··· Fragmento del texto

Para Intermón, lo más grave es que las empresas que reciben dinero público no cumplen unos mínimos requisitos de transparencia y respeto de los derechos humanos y laborales. Es el caso, añade IO, de Pescanova en Nicaragua: la empresa se benefició de los créditos de Financiación al Desarrollo (FAD) que el Gobierno español concedió a Nicaragua, y mantuvo a sus trabajadores con jornadas de doce horas sin descanso, en pésimas condiciones higiénicas.

 

¿Por qué brinda el Gobierno apoyo a las empresas sin exigir nada a cambio? Pedro Ramiro apunta a las puertas giratorias: En los últimos años 24 ex cargos públicos en España, la gran mayoría de PP y PSOE, pasaron a formar parte de empresas del sector eléctrico como Endesa, Abengoa, Iberdrola, Red Eléctrica de España, Repsol, Acciona o Gas Natural Fenosa, entre otras. Recientemente, de golpe se sumaban cinco históricos del PP al consejo de administración de Eneagás, entre ellos Isabel Tocino y Ana Palacio, en un momento en el que el Ministerio de Industria debe decidir la nueva regulación gasística que será decisiva para la compañía.

 

La legislación española no lo impide: la ley de incompatibilidades se limita a pedir a ministros y consejeros de Estado que dejen pasar dos años entre su actividad parlamentaria y su desembarco en los consejos de administración de las empresas. Pero muchas veces, ni siquiera eso se cumple: fue el caso de la exvicepresidenta Elena Salgado, que no tardó ni tres meses en fichar por Endesa Chile después de dejar el Gobierno. En el caso de Sacyr, las opacas relaciones entre empresas y gobiernos son aún más evidentes: la empresa figura entre los donantes ilegales del Partido Popular, según los papeles de Bárcenas, la causa sobre la presunta contabilidad B del PP que investiga el juez Pablo Ruz.

······

● **Tarea 1**
Enumera todas las empresas del sector eléctrico que el texto sobre las puertas giratorias nombra como destino de ex cargos públicos.

··· Registros

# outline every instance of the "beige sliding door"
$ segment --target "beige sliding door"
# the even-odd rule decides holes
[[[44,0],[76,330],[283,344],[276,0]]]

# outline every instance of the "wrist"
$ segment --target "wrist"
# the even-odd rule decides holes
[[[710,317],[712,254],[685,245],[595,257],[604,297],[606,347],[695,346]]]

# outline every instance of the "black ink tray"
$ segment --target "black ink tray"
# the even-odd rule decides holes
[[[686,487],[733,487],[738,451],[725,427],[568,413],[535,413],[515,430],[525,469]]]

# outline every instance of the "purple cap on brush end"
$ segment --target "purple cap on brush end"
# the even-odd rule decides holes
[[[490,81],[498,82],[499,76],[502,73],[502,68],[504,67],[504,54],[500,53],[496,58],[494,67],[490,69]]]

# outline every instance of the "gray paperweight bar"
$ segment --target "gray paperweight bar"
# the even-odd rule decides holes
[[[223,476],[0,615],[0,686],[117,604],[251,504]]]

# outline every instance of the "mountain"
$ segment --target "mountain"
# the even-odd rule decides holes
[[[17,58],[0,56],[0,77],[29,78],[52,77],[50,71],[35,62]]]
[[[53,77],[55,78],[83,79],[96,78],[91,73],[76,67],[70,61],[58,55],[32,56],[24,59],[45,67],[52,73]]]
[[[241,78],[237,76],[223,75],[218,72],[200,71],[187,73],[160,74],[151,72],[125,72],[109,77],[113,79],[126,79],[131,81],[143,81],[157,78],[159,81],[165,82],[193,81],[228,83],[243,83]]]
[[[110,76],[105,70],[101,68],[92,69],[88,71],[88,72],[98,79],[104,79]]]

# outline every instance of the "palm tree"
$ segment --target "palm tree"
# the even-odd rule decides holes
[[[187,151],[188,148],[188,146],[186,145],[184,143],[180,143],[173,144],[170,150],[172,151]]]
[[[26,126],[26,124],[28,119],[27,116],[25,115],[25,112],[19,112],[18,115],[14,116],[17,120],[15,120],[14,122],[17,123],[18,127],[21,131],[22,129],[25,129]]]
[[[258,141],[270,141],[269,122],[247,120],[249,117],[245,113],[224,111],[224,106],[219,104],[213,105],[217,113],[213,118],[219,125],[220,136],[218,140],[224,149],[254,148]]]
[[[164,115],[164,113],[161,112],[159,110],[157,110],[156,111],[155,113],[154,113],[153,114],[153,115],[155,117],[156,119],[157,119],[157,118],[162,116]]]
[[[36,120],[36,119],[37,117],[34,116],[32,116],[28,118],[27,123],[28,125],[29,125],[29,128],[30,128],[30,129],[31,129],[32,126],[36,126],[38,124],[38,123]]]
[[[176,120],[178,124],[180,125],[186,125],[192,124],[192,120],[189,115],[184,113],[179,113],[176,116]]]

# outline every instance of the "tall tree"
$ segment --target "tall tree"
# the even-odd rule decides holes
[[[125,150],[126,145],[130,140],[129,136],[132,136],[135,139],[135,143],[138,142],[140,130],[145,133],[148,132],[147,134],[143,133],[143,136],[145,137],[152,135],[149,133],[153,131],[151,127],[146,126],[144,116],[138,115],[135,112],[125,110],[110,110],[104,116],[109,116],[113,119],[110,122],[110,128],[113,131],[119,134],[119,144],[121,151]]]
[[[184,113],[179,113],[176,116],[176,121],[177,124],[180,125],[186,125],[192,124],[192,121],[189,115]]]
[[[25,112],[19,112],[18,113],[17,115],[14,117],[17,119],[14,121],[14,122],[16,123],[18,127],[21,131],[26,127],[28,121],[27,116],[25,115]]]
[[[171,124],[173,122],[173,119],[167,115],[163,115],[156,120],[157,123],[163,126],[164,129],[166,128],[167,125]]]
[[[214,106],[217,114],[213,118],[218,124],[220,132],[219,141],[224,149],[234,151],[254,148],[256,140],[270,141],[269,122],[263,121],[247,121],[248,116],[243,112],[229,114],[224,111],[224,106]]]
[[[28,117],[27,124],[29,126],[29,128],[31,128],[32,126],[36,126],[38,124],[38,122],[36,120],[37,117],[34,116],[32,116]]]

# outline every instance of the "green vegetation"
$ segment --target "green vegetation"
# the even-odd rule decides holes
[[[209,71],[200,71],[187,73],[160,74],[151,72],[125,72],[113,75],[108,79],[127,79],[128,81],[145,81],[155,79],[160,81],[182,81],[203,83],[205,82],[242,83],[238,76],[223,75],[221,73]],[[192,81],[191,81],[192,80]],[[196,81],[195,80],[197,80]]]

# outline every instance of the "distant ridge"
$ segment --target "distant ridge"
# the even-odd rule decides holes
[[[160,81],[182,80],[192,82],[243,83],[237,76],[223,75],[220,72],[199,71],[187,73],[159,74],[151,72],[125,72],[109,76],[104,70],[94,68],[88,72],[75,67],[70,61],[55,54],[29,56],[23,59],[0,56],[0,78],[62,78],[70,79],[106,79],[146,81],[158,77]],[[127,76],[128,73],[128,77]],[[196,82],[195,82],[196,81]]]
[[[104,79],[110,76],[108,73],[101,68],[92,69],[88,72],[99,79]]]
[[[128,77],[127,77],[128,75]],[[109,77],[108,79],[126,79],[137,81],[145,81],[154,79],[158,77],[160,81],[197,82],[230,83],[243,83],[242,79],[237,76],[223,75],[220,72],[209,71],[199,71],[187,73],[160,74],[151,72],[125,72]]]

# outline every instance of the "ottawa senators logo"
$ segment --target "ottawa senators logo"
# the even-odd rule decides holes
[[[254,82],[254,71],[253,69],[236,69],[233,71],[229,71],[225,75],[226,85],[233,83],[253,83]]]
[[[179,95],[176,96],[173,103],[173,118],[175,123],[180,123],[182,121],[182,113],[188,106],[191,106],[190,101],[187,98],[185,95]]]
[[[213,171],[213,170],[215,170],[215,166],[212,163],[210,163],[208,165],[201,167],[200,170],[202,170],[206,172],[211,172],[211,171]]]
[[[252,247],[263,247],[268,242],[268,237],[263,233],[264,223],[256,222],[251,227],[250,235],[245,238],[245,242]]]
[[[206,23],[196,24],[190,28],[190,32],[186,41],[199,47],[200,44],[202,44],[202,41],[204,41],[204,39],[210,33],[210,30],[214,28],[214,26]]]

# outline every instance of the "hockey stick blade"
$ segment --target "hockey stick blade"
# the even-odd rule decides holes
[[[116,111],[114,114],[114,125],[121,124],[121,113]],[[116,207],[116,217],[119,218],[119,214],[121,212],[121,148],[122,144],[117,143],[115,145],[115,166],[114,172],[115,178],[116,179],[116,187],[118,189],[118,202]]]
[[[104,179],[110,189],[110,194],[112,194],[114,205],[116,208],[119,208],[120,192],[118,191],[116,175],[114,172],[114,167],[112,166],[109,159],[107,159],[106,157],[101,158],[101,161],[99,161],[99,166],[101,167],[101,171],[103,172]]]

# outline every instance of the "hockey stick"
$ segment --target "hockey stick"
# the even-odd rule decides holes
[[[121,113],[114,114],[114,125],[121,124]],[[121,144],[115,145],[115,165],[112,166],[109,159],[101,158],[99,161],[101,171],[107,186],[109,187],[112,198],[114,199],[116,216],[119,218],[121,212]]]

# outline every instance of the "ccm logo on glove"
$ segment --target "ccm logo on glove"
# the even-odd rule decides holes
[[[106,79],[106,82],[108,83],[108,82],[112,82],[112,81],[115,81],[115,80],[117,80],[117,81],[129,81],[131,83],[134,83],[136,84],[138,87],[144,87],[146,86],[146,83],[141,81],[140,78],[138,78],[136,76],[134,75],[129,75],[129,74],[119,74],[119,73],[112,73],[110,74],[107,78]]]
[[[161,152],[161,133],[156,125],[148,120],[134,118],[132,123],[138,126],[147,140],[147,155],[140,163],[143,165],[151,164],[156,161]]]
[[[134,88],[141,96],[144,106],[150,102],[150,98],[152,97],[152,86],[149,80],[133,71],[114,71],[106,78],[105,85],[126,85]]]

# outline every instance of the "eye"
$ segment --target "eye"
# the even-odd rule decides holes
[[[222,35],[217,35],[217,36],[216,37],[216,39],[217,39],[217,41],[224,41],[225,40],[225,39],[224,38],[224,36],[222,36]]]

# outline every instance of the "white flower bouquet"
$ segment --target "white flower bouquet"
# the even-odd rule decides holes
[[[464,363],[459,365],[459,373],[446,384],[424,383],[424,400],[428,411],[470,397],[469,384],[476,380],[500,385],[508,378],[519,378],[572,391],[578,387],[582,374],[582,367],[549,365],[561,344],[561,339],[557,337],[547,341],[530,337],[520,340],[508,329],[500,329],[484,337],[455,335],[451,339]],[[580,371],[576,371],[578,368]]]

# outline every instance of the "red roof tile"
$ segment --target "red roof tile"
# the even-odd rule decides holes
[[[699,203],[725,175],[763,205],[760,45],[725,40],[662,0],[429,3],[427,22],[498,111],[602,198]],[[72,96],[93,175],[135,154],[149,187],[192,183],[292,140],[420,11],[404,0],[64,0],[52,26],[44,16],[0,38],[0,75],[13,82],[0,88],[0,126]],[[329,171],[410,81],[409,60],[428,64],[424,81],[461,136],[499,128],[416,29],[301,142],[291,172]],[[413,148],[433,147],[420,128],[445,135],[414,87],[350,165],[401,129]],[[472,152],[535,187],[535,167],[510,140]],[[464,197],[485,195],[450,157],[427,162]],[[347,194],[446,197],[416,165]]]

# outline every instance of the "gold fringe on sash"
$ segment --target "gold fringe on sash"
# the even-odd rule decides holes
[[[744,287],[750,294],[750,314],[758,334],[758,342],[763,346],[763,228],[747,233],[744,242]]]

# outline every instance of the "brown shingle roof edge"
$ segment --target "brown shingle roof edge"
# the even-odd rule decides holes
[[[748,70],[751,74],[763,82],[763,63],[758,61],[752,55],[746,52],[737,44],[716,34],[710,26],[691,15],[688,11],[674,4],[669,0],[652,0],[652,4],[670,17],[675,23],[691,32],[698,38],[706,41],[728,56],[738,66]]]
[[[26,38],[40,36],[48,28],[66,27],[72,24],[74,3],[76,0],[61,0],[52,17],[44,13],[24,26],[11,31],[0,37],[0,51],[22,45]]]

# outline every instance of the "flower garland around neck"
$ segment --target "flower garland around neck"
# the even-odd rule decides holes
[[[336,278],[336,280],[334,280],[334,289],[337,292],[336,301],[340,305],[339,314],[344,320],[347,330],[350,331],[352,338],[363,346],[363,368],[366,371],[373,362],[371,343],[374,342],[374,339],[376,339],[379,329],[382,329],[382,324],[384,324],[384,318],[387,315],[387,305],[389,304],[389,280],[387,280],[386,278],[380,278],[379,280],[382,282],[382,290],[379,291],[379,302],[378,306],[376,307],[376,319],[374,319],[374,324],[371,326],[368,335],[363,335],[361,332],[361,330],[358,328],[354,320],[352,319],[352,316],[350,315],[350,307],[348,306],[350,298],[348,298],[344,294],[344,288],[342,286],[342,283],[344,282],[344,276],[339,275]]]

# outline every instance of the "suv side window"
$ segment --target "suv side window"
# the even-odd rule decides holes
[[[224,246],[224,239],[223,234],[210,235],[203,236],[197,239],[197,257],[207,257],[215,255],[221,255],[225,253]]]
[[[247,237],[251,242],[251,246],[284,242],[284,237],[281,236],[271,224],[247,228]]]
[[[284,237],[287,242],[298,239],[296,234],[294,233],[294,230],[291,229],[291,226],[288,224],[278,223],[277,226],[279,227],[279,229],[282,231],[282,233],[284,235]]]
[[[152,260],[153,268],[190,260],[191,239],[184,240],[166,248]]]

······

● **Tarea 2**
Pasa a una lista numerada, sin líneas en blanco, el tramo de los registros que va desde su comienzo hasta la línea que contiene "[[[44,0],[76,330],[283,344],[276,0]]]", las dos incluidas.

● **Respuesta 1**
Endesa, Abengoa, Iberdrola, Red Eléctrica de España, Repsol, Acciona y Gas Natural Fenosa.

● **Respuesta 2**
1. # outline every instance of the "beige sliding door"
2. $ segment --target "beige sliding door"
3. # the even-odd rule decides holes
4. [[[44,0],[76,330],[283,344],[276,0]]]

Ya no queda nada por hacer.